** BEGIN Passage to read **

- Active Share is an important innovation that gives our industry a common method and language to define how “active” an active equity manager really is.
- Attention to Active Share enables lower-cost equity portfolios, and potentially better-performing ones.
- We propose a new metric, Active Fee, which evaluates the fees that active managers charge for the active component of their portfolios.
Active Share is a relatively recent innovation in investment analysis and, unlike many innovations in the investment world, one that we believe enhances the investment process. We use Active Share to quantify how “active” active managers really are, what level of fees are appropriate to pay those managers, and ultimately, we believe, to recommend better portfolios for our clients.

** END Passage to read **
** BEGIN Given data **

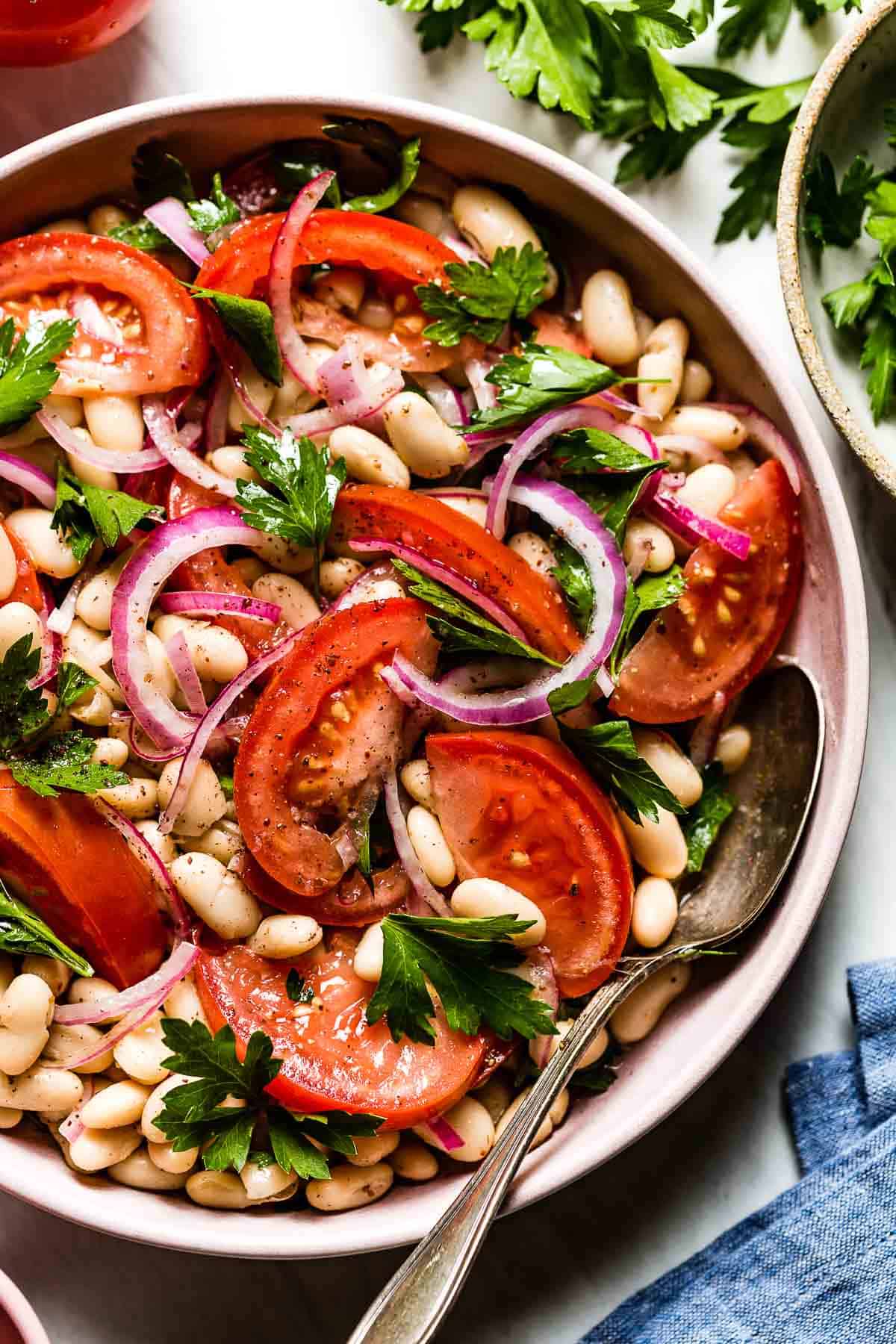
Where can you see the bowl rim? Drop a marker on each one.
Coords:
(790, 193)
(538, 1177)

** END Given data **

* **Requirement 1**
Mark each statement about the passage on Active Share yes or no according to whether it agrees with the passage, and quote the passage's deciding words for each: (a) Active Share is a relatively recent innovation in investment analysis. (b) Active Fee evaluates what active managers charge for the passive component of their portfolios. (c) Attention to Active Share enables higher-cost equity portfolios.
* **Requirement 2**
Write what comes after the last sentence of the passage on Active Share.
The material has no role in this work.

* **Answer 1**
(a) Yes: "Active Share is a relatively recent innovation in investment analysis"
(b) No: "evaluates the fees that active managers charge for the active component of their portfolios"
(c) No: "enables lower-cost equity portfolios"

* **Answer 2**
The Old Way
Consultants have always known that some investment managers are more active than others, but until Active Share came along, our industry had only rudimentary tools to quantify the degree to which an active manager was truly “active.” The most popular method, tracking error, measures how much a manager’s returns differ from those of the benchmark. Correlations and measured betas also gave hints as to how much a manager’s portfolio differed from the benchmark. Finally, a consultant could inspect a portfolio, comparing the manager’s top holdings to those held by the benchmark, to get a sense for the manager’s appetite for differing from it. All of these methods suffer from either being derivative of what the consultant is really trying to measure (measuring return variability is not the same as measuring holdings differences), or from imprecision. Without sharp tools, the investment community took to calling products with near-0% tracking error “index funds,” and the rest of the universe of products “actively managed funds.”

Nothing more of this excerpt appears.